*Source*:
= = = = =

# uber select



## Samwayla (Aug 28, 2015)

i switched from a C class to a CLA class Mercedes and the new car CLA is not showing up as a Select car. I emailed uber before I bought it to make sure it was a select vehicle and they said all Mercedes models are Select. Do I have to take a few rides in it before they let me use it for select or something?


----------



## KGB7 (Apr 23, 2015)

Email them again and ask them.


----------



## Old Rocker (Aug 20, 2015)

It took about a week from when I added my C 300 to my account with my BMW 3 series (not eligible for Select) before Uber sent me anything about driving Select. I haven't tried driving Select yet as I don't know if the higher fares will balance out with fewer pings.


----------



## JimS (Aug 18, 2015)

Can you set up Select like you would XL to where you can accept X or Select pings?


----------



## limepro (Mar 7, 2015)

Unfortunately if they took the same guidelines that recently changed for Miami they removed a bunch of vehicles, mainly entry level. Removing the 3 series, c class, infinity G, etc.

I can't find a definitive list for Tampa but here is the south Florida one.

http://ubersouthflorida.com/vehicle-requirements/


----------



## Old Rocker (Aug 20, 2015)

Houston, FYI

http://www.driveuberhouston.com/uberselect/


----------



## rtaatl (Jul 3, 2014)

Uber is really full of themselves expecting people to drive these types of vehicles for $2/mile...don't see how a G series Infiniti doesn't make the list..crazy. Also doesn't Uber know Cadillac hasn't make a DTS or STS in a few years. Next thing you know they'll be asking for a 2012 or newer Hummer (that doesn't exist, lol).


----------



## Old Rocker (Aug 20, 2015)

Well, in Houston all Infinities qualify, but the BMW 3 series doesn't, which is arguably a nicer car than a G 35 or 37. More expensive at least.


----------



## itsablackmarket (May 12, 2015)

rtaatl said:


> Uber is really full of themselves expecting people to drive these types of vehicles for $2/mile...don't see how a G series Infiniti doesn't make the list..crazy. Also doesn't Uber know Cadillac hasn't make a DTS or STS in a few years. Next thing you know they'll be asking for a 2012 or newer Hummer (that doesn't exist, lol).


Yea they really don't know cars very well. Look at the 4-Series BMW. It says "2008 OR NEWER" when the 4 series first production year was 2014. I really have no ****ing clue what Uber employees are getting paid for. To socialize and feel important, I guess?


----------



## limepro (Mar 7, 2015)

Old Rocker said:


> Well, in Houston all Infinities qualify, but the BMW 3 series doesn't, which is arguably a nicer car than a G 35 or 37. More expensive at least.


I would take the g37 over the base 3 series and both start around the same price.

The one big problem with the 3 series and g cars are they come in both sedan and coupe and we know the people Uber hires aren't the brightest. They probably had a ton of 2 door bmws running around picking up select fares.


----------

= = = = =

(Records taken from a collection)
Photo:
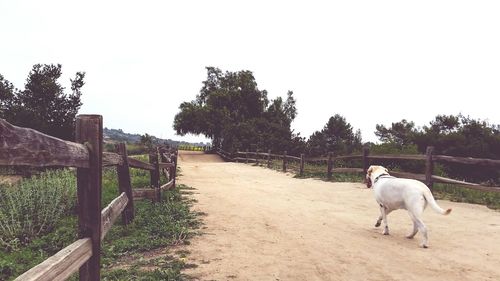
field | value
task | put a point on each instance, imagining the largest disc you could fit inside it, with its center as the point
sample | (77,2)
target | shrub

= = = = =

*What to do*:
1: Answer these from the Uber Select thread:
(a) Which Mercedes model did the first poster switch from, and which did they switch to?
(b) How long did it take before Uber sent Old Rocker anything about driving Select?
(c) According to itsablackmarket, what was the first production year of the 4-Series BMW?
2: Switch "shrub" to "bush" throughout the records and write their lines out again with nothing else altered, leaving the picture out.
The thread and the records are separate, unrelated material.

*Solutions by task*:
1:
(a) From a C class to a CLA class.
(b) About a week.
(c) 2014.

2:
Photo:
field | value
task | put a point on each instance, imagining the largest disc you could fit inside it, with its center as the point
sample | (77,2)
target | bush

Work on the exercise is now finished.